■ La richiesta ■
Ricopia parola per parola i dati dall'inizio fino alla riga che contiene "180 55 L 180", inclusa. Tralascia le immagini.

■ Dati registrati ■
===
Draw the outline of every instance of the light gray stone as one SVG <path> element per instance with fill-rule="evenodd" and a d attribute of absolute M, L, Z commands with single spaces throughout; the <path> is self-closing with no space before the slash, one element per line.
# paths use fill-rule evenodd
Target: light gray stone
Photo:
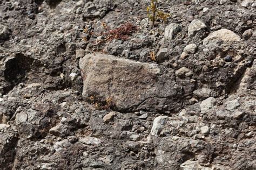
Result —
<path fill-rule="evenodd" d="M 70 77 L 71 81 L 74 81 L 77 78 L 77 77 L 78 77 L 78 75 L 75 73 L 71 73 L 69 75 L 69 77 Z"/>
<path fill-rule="evenodd" d="M 139 117 L 139 118 L 142 119 L 146 119 L 147 117 L 147 113 L 145 113 L 142 116 Z"/>
<path fill-rule="evenodd" d="M 157 53 L 157 60 L 158 62 L 163 62 L 165 60 L 165 55 L 167 52 L 167 48 L 160 48 Z"/>
<path fill-rule="evenodd" d="M 80 60 L 79 66 L 84 83 L 82 95 L 87 101 L 92 98 L 97 102 L 111 100 L 117 110 L 136 111 L 154 109 L 158 107 L 156 100 L 177 97 L 174 77 L 163 83 L 164 75 L 157 64 L 92 54 Z M 171 102 L 168 103 L 172 107 Z"/>
<path fill-rule="evenodd" d="M 253 34 L 253 30 L 252 29 L 248 29 L 246 30 L 242 34 L 242 37 L 245 39 L 247 40 L 252 37 Z"/>
<path fill-rule="evenodd" d="M 180 55 L 180 59 L 184 60 L 188 56 L 188 54 L 186 52 L 182 52 L 181 55 Z"/>
<path fill-rule="evenodd" d="M 97 145 L 102 143 L 100 139 L 91 137 L 90 136 L 80 137 L 78 141 L 83 144 L 91 145 Z"/>
<path fill-rule="evenodd" d="M 201 112 L 204 114 L 207 110 L 212 108 L 216 104 L 216 99 L 212 97 L 210 97 L 204 101 L 203 101 L 200 104 Z"/>
<path fill-rule="evenodd" d="M 234 114 L 233 115 L 233 117 L 235 118 L 239 118 L 243 115 L 244 112 L 242 111 L 238 111 L 234 113 Z"/>
<path fill-rule="evenodd" d="M 104 117 L 103 117 L 103 121 L 104 122 L 107 122 L 110 121 L 111 119 L 114 118 L 114 116 L 117 115 L 116 112 L 114 111 L 111 111 L 110 113 L 106 114 Z"/>
<path fill-rule="evenodd" d="M 237 99 L 229 101 L 226 102 L 226 108 L 228 110 L 232 110 L 240 106 L 240 103 Z"/>
<path fill-rule="evenodd" d="M 11 31 L 7 26 L 0 24 L 0 40 L 6 40 L 10 34 Z"/>
<path fill-rule="evenodd" d="M 183 52 L 187 54 L 194 54 L 197 52 L 197 46 L 194 44 L 191 44 L 186 46 Z"/>
<path fill-rule="evenodd" d="M 201 130 L 201 133 L 202 134 L 207 134 L 208 133 L 209 133 L 210 132 L 210 129 L 209 129 L 209 127 L 208 127 L 207 126 L 203 126 L 200 128 L 200 130 Z"/>
<path fill-rule="evenodd" d="M 158 137 L 159 135 L 164 126 L 165 119 L 167 118 L 167 117 L 166 116 L 160 116 L 154 119 L 153 126 L 152 127 L 151 131 L 151 133 L 152 136 Z"/>
<path fill-rule="evenodd" d="M 227 29 L 221 29 L 210 34 L 203 40 L 203 44 L 207 47 L 215 47 L 220 45 L 230 46 L 241 41 L 239 36 Z"/>
<path fill-rule="evenodd" d="M 84 50 L 83 49 L 79 49 L 76 50 L 76 58 L 79 59 L 84 56 Z"/>
<path fill-rule="evenodd" d="M 197 31 L 206 28 L 207 26 L 203 21 L 194 19 L 188 25 L 188 37 L 194 36 Z"/>
<path fill-rule="evenodd" d="M 28 120 L 28 115 L 25 113 L 17 114 L 15 117 L 15 122 L 17 124 L 26 122 Z"/>
<path fill-rule="evenodd" d="M 203 12 L 206 12 L 207 11 L 208 11 L 208 10 L 210 10 L 210 9 L 208 9 L 208 8 L 206 8 L 206 7 L 205 7 L 203 9 Z"/>
<path fill-rule="evenodd" d="M 193 72 L 185 67 L 183 67 L 175 72 L 175 75 L 180 78 L 190 77 L 193 75 Z"/>
<path fill-rule="evenodd" d="M 171 23 L 165 27 L 164 37 L 166 39 L 172 39 L 180 31 L 181 31 L 181 26 L 180 25 L 178 24 Z"/>
<path fill-rule="evenodd" d="M 200 98 L 206 98 L 211 96 L 212 90 L 207 88 L 201 88 L 193 91 L 193 94 Z"/>
<path fill-rule="evenodd" d="M 244 7 L 250 7 L 253 5 L 254 3 L 255 3 L 254 0 L 244 0 L 241 3 L 241 5 Z"/>
<path fill-rule="evenodd" d="M 201 169 L 202 167 L 197 161 L 187 160 L 180 165 L 183 170 Z"/>

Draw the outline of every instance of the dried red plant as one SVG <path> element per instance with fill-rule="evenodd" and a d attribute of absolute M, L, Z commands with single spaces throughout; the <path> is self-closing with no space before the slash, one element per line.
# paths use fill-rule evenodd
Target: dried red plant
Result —
<path fill-rule="evenodd" d="M 137 26 L 130 22 L 122 24 L 119 27 L 113 30 L 109 29 L 105 24 L 104 24 L 103 25 L 107 31 L 103 33 L 102 35 L 104 35 L 106 37 L 103 40 L 97 43 L 97 44 L 103 41 L 110 41 L 114 39 L 127 40 L 129 38 L 129 36 L 131 36 L 133 33 L 136 32 L 139 30 Z"/>

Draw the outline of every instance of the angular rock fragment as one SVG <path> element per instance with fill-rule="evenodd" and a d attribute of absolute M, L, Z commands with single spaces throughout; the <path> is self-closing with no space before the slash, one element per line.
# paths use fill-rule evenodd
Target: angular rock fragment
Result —
<path fill-rule="evenodd" d="M 194 54 L 197 50 L 197 46 L 194 44 L 191 44 L 187 45 L 183 51 L 187 54 Z"/>
<path fill-rule="evenodd" d="M 100 139 L 91 137 L 90 136 L 86 136 L 83 138 L 80 137 L 78 141 L 84 144 L 92 145 L 97 145 L 102 142 Z"/>
<path fill-rule="evenodd" d="M 0 24 L 0 40 L 8 39 L 11 34 L 11 31 L 6 26 Z"/>
<path fill-rule="evenodd" d="M 228 46 L 241 40 L 239 36 L 227 29 L 221 29 L 211 33 L 203 41 L 206 47 L 214 47 L 220 45 Z"/>
<path fill-rule="evenodd" d="M 215 98 L 210 97 L 203 101 L 200 104 L 201 112 L 204 114 L 208 110 L 211 109 L 216 104 Z"/>
<path fill-rule="evenodd" d="M 154 119 L 153 126 L 151 129 L 151 134 L 158 137 L 161 132 L 165 123 L 165 119 L 167 118 L 167 116 L 158 116 Z"/>
<path fill-rule="evenodd" d="M 177 101 L 174 77 L 163 82 L 164 77 L 156 64 L 97 54 L 85 55 L 79 66 L 83 96 L 88 101 L 112 104 L 117 110 L 161 110 L 168 97 L 169 106 L 179 106 L 171 104 Z"/>
<path fill-rule="evenodd" d="M 180 78 L 190 77 L 193 74 L 193 72 L 190 69 L 185 67 L 180 68 L 175 72 L 176 76 Z"/>
<path fill-rule="evenodd" d="M 201 20 L 195 19 L 188 25 L 188 36 L 194 36 L 197 31 L 206 28 L 206 25 Z"/>
<path fill-rule="evenodd" d="M 181 27 L 178 24 L 171 23 L 165 27 L 164 37 L 165 39 L 173 39 L 175 36 L 180 31 Z"/>

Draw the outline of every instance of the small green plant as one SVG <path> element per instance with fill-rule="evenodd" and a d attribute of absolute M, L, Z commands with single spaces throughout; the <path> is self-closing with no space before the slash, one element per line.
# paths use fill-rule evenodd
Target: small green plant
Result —
<path fill-rule="evenodd" d="M 153 27 L 154 27 L 154 22 L 157 19 L 166 21 L 170 17 L 170 14 L 159 10 L 157 5 L 157 0 L 150 0 L 150 5 L 147 7 L 147 16 L 152 21 Z"/>

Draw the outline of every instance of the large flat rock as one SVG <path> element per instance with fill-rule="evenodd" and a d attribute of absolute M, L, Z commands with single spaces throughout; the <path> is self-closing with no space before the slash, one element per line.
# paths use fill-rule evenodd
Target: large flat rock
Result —
<path fill-rule="evenodd" d="M 220 45 L 229 46 L 240 41 L 239 36 L 232 31 L 223 29 L 210 34 L 204 39 L 203 44 L 207 47 L 214 47 Z"/>
<path fill-rule="evenodd" d="M 171 98 L 174 100 L 174 77 L 165 79 L 158 65 L 92 54 L 81 59 L 79 66 L 83 96 L 86 100 L 111 101 L 118 110 L 172 110 L 179 107 L 170 101 Z"/>

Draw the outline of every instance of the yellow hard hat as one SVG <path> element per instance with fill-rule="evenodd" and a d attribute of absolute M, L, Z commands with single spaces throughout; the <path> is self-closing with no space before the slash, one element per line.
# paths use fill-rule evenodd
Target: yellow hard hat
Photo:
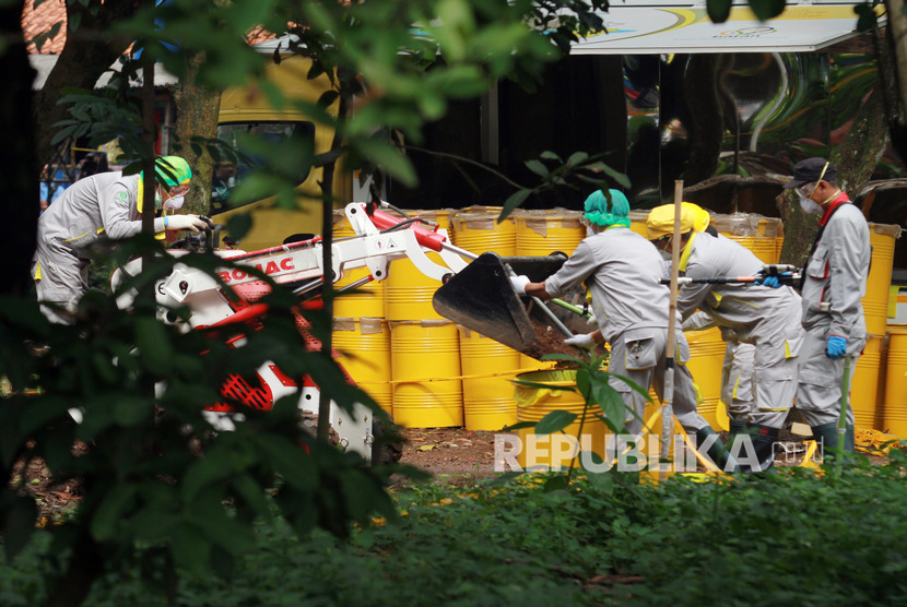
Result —
<path fill-rule="evenodd" d="M 705 231 L 711 217 L 708 211 L 693 204 L 692 202 L 681 203 L 681 234 L 687 231 Z M 662 204 L 649 211 L 646 219 L 646 238 L 658 240 L 674 233 L 674 205 Z"/>

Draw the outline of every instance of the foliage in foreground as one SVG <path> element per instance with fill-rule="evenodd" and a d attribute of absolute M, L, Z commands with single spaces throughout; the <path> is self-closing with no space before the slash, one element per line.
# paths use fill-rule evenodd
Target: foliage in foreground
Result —
<path fill-rule="evenodd" d="M 186 576 L 176 603 L 898 604 L 906 468 L 896 451 L 891 464 L 839 480 L 796 469 L 661 485 L 615 473 L 569 492 L 545 491 L 541 475 L 423 486 L 398 496 L 399 522 L 378 520 L 349 541 L 316 533 L 299 543 L 288 527 L 263 525 L 229 580 Z M 2 604 L 40 599 L 42 554 L 2 564 Z M 133 570 L 110 575 L 89 603 L 155 604 L 138 580 Z"/>

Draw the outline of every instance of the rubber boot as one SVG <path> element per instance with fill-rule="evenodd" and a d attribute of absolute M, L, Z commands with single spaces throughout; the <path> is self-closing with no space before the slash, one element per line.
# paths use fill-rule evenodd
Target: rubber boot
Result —
<path fill-rule="evenodd" d="M 740 472 L 743 474 L 758 474 L 770 471 L 775 465 L 775 443 L 778 442 L 779 432 L 779 428 L 747 422 L 741 436 L 750 437 L 758 465 L 754 467 L 749 463 L 742 463 L 740 464 Z M 741 450 L 739 455 L 746 455 L 746 451 Z"/>
<path fill-rule="evenodd" d="M 706 450 L 706 455 L 711 457 L 711 461 L 715 462 L 715 465 L 718 466 L 721 472 L 727 472 L 730 474 L 735 474 L 740 472 L 740 467 L 737 465 L 737 460 L 734 460 L 731 452 L 725 447 L 721 442 L 721 439 L 718 438 L 718 432 L 712 430 L 709 427 L 700 428 L 696 430 L 696 447 L 705 443 L 708 437 L 715 436 L 715 441 L 711 443 Z"/>
<path fill-rule="evenodd" d="M 811 426 L 813 429 L 813 438 L 821 443 L 822 455 L 826 462 L 835 459 L 838 448 L 838 422 L 829 421 L 821 426 Z M 844 435 L 844 450 L 847 453 L 853 453 L 856 447 L 853 444 L 853 426 L 848 424 Z"/>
===
■ Risultato finale ■
Draw the outline of every instance of the light gray stone as one SVG <path> element per instance with fill-rule="evenodd" and a d attribute of absolute M, L, Z commands with single spaces throughout; the <path> is self-closing with no space before the slash, one element per line.
# paths use fill-rule evenodd
Target: light gray stone
Photo:
Result —
<path fill-rule="evenodd" d="M 70 77 L 71 81 L 74 81 L 77 78 L 77 77 L 78 77 L 78 75 L 75 73 L 71 73 L 69 75 L 69 77 Z"/>
<path fill-rule="evenodd" d="M 139 117 L 139 118 L 142 119 L 146 119 L 147 117 L 147 113 L 145 113 L 142 116 Z"/>
<path fill-rule="evenodd" d="M 157 53 L 157 60 L 158 62 L 163 62 L 165 60 L 165 55 L 167 52 L 167 48 L 160 48 Z"/>
<path fill-rule="evenodd" d="M 80 60 L 79 66 L 84 83 L 82 95 L 87 101 L 92 98 L 97 102 L 111 100 L 117 110 L 136 111 L 154 109 L 158 107 L 156 100 L 177 97 L 174 77 L 163 83 L 164 75 L 157 64 L 92 54 Z M 171 102 L 168 103 L 172 107 Z"/>
<path fill-rule="evenodd" d="M 253 34 L 253 30 L 252 29 L 248 29 L 246 30 L 242 34 L 242 37 L 245 39 L 247 40 L 252 37 Z"/>
<path fill-rule="evenodd" d="M 180 55 L 180 59 L 184 60 L 188 56 L 188 54 L 186 52 L 182 52 L 181 55 Z"/>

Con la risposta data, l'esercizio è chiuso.